## Required work
Turn the lines of the records below into a numbered list, skipping blank lines. Leave the pictures out.

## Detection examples
((

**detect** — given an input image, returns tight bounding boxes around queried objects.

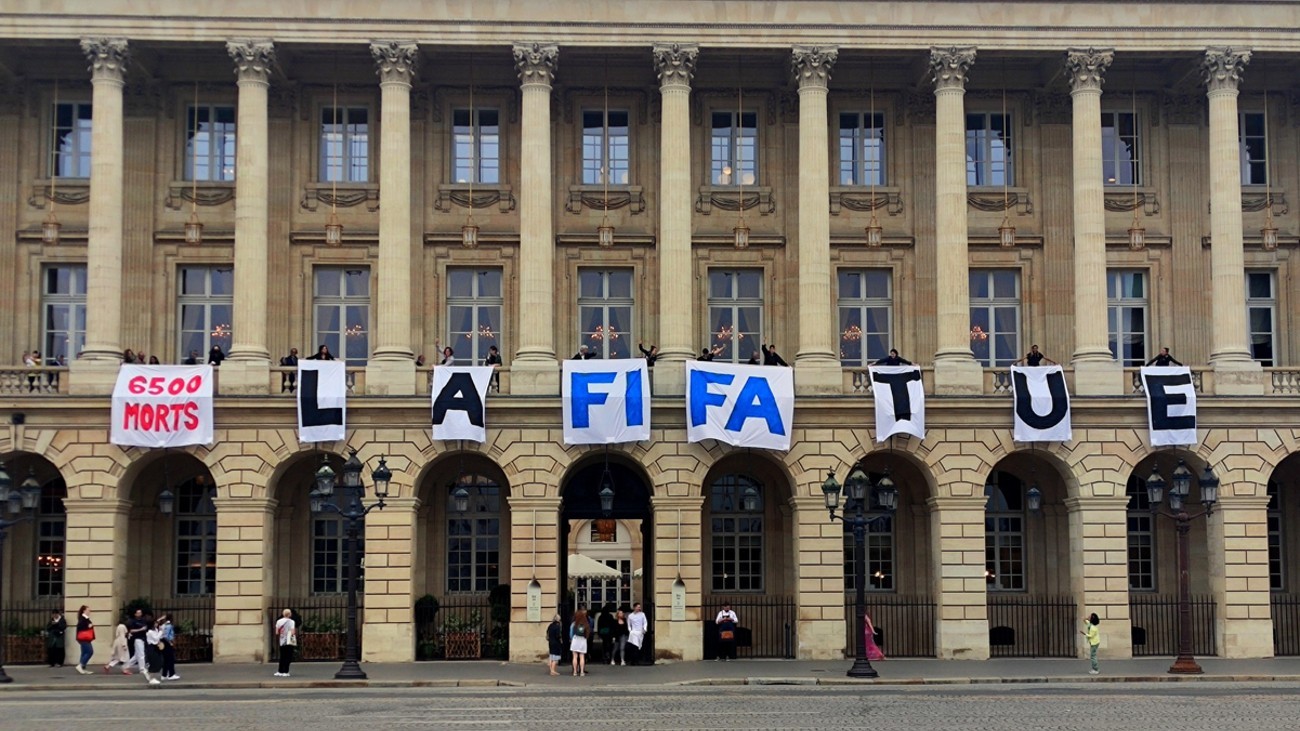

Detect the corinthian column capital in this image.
[1201,47,1251,91]
[515,43,560,86]
[790,46,840,88]
[371,40,420,86]
[651,43,699,87]
[82,38,131,82]
[1065,48,1115,91]
[930,46,975,91]
[226,40,276,83]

))

## Answer to this problem
1. **detect** — given an input image, returns tight bounding boxes around queried objects.
2. Detect the corinthian column capital in this image.
3. [1201,47,1251,91]
4. [515,43,560,86]
5. [790,46,840,88]
6. [371,40,420,86]
7. [651,43,699,87]
8. [82,38,131,82]
9. [1065,48,1115,91]
10. [930,46,975,91]
11. [226,40,276,83]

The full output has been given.